Required work ▸
(a) In the SciReC excerpt, which model had the best overall relational score, and what was that score?
(b) Write a continuation of the SciReC excerpt that picks up right after its final sentence.

Excerpt ▸
SciReC: Diagnostic Evaluation of Multimodal Multi-Turn Relational Reasoning with Adaptive Interaction
Abstract
Relational reasoning requires the process of perceptual understanding, comparing, and integrating the underlying relationships between concepts. This ability consists of multiple categories, such as analogical, structural, and cause-effect, each capturing a different aspect of higher-order understanding. To examine the performance of multimodal large language models (MLLM) on these relational inference tasks, we developed SciReC, a model-adaptive multimodal academic dialog benchmark. As the relational reasoning process involves multiple representations and various factors (visual understanding, exhibiting knowledge, and memory recall), we propose DMRA, a deficit-based diagnostic framework that quantifies the contribution of these components to identify the primary cause of unsuccessful cases. Claude 4.6 achieved the best performance on the overall relational score with 73%, followed by GPT 5.4 with 68%. Performance trends indicate that open-source models achieve their lowest scores on spatial relations, while proprietary models struggle more with hierarchical and sequential relations. Across domains, model performance is lowest on Astronomy and highest on Psychology. The results of DMRA reveal that relational reasoning is the primary source of error across all models, followed by memory limitations.
Example Relational Questions
DMRA (Deficit-Based Multimodal Relational Analysis)
DMRA diagnoses why MLLMs fail on relational reasoning tasks by separating upstream deficits (memory, knowledge, and visual understanding) from cross-image relational reasoning errors.
For each figure, deficits are measured as Dx(i) = max(0, T − Xi), where T is a performance threshold and Xi denotes memory, knowledge, or visual scores. Memory-validation questions dynamically adjust task importance through softmax-based weighting, enabling DMRA to distinguish true memory failures from perception and knowledge limitations.

Collected data entries
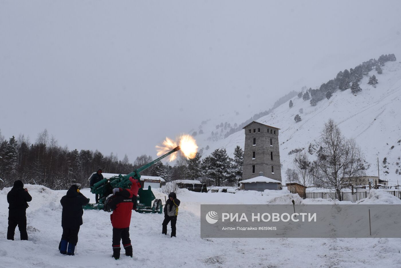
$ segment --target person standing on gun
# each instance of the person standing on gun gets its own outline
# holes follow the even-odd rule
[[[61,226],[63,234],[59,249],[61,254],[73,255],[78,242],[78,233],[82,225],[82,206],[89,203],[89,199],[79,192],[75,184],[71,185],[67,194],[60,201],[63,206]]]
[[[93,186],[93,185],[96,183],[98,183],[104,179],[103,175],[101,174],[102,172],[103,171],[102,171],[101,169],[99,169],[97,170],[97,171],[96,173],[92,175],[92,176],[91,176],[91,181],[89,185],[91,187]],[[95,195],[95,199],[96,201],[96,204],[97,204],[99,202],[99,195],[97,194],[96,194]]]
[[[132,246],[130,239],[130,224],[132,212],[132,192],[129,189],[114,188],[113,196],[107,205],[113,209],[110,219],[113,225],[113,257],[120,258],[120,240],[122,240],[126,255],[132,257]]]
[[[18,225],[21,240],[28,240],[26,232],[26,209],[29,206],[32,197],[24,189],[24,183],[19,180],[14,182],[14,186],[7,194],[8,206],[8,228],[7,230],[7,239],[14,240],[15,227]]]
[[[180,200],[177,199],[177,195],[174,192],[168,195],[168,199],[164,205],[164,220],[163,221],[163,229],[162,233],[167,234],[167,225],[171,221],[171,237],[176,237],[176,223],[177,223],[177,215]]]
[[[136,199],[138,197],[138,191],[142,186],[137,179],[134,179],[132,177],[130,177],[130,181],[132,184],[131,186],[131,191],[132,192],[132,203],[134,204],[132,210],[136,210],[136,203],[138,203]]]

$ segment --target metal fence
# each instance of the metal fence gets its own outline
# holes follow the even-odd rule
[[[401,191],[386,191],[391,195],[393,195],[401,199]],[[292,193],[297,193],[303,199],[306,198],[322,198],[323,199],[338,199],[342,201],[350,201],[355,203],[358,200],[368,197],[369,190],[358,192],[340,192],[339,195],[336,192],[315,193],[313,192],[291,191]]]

---

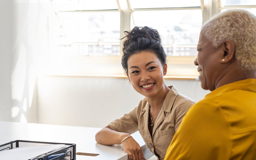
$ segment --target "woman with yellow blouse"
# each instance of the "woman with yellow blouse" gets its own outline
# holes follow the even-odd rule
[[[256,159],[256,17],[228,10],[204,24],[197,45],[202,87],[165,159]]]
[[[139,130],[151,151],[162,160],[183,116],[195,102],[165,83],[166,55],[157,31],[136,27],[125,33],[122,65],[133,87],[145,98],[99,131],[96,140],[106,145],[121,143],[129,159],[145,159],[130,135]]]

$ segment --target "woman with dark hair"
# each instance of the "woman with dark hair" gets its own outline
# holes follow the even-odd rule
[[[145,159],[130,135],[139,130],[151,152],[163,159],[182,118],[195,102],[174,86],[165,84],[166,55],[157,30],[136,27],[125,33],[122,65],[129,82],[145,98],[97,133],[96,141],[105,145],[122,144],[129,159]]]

Answers per task ▸
(a) Claude 4.6 had the best overall relational score, at 73%.

(b)
The weighted upstream contribution is computed as Rx(i) = αiwx(i)Dx(i), while the remaining unexplained error is attributed to relational reasoning: Crel = F − min(F, U). This decomposition provides a fine-grained explanation of whether failures originate from perception, knowledge, memory, or the inability to connect concepts across multiple figures.
Results
Claude 4.6 leads SciReC with 73.78% accuracy, followed by GPT-5.4 (68%) and Qwen-3.5 (56.25%). While open-source models are closing the performance gap, spatial reasoning remains their major challenge. Proprietary models excel in structural reasoning but continue to struggle with hierarchical and sequential relational understanding.
SciReC evaluates relational reasoning across eight academic domains and reveals substantial domain-specific variation in MLLM performance. Astronomy emerges as the most challenging domain, while Psychology is the easiest for most models. Claude 4.6 achieves the strongest overall cross-domain performance, leading in six of eight domains, whereas GPT-5.4 performs best in Economics and Behavioral Neuroscience. Open-source models show increasing competitiveness in some domains, particularly Qwen3-5, but continue to lag behind proprietary systems in scientific domains such as Astronomy, Physics, and Chemistry.